## PROBLEM DESCRIPTION
Copy out every one of the records below word for word, leaving out the pictures.

---*---

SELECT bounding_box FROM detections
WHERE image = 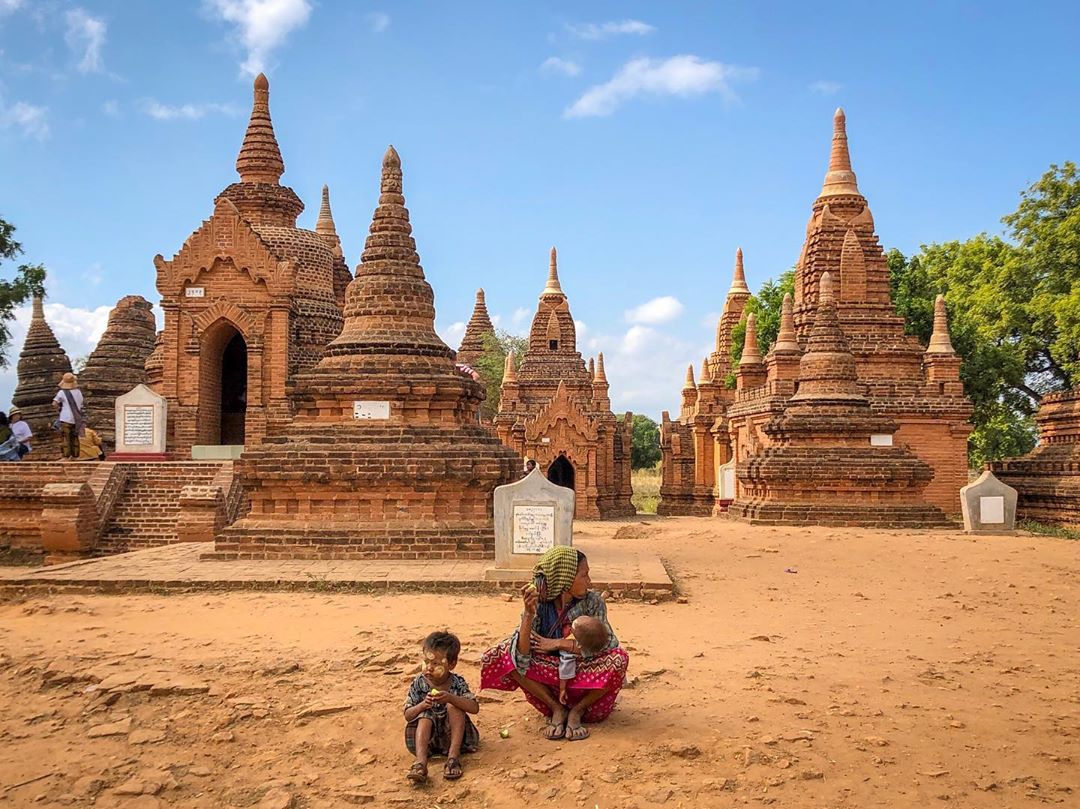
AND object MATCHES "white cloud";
[564,54,758,118]
[0,302,112,409]
[0,98,49,140]
[367,11,390,33]
[810,81,843,95]
[540,56,581,76]
[143,98,240,121]
[204,0,311,76]
[435,321,465,351]
[64,8,108,73]
[623,295,683,325]
[566,19,656,40]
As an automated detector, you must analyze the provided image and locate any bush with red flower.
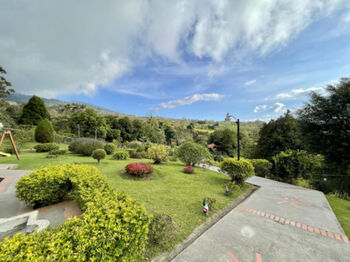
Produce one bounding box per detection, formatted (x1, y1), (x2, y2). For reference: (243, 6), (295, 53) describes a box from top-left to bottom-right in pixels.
(184, 165), (194, 174)
(125, 163), (153, 176)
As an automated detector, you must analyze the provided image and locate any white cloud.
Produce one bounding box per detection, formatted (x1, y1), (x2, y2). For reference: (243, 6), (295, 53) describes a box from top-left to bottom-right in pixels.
(265, 87), (326, 100)
(244, 79), (256, 86)
(159, 93), (223, 109)
(254, 105), (267, 113)
(270, 102), (285, 113)
(0, 0), (347, 97)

---*---

## OUTPUT OF THE TASK
SELECT bounding_box FROM detections
WHERE image = 
AND object MATCHES "white cloud";
[564,54,758,118]
[0,302,112,409]
[0,98,49,140]
[367,11,390,33]
[810,81,843,95]
[540,56,581,76]
[143,98,240,121]
[204,0,311,76]
[435,321,465,351]
[64,8,108,73]
[623,295,683,325]
[566,19,656,40]
As an automated detector, you must analyze the provided image and locate any bush with red flower.
Produce one bounding box per detection, formatted (x1, y1), (x2, y2). For reference: (243, 6), (295, 53) describes a box from top-left to bottom-right in pixels.
(184, 165), (194, 174)
(125, 163), (153, 176)
As an automated detector, you must analyze the provided image and locate any white cloud.
Produce one bounding box per detection, formatted (x1, y1), (x2, y2). For reference: (243, 6), (295, 53) describes a box from top-left to bottom-right in pixels.
(265, 87), (326, 100)
(244, 79), (256, 86)
(159, 93), (223, 109)
(254, 105), (267, 113)
(270, 102), (285, 113)
(0, 0), (347, 97)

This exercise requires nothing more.